━━━━━ Listed records

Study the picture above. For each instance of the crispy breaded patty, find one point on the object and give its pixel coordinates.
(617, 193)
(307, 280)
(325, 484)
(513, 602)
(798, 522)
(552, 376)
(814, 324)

━━━━━━━━━━
━━━━━ Listed records

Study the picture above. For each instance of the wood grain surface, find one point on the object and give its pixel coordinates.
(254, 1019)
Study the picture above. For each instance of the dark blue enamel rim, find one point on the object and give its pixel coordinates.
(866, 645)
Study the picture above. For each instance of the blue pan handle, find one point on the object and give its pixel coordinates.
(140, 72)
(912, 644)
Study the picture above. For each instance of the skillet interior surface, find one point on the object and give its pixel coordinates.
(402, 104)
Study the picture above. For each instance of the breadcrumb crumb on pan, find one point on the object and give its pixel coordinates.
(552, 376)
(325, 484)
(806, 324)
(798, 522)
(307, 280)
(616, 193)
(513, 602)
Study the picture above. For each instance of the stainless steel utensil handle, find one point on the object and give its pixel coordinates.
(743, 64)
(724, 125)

━━━━━━━━━━

How many lines of the entries above contain the string "Study" with matching capitalization? Reply with the number alone.

7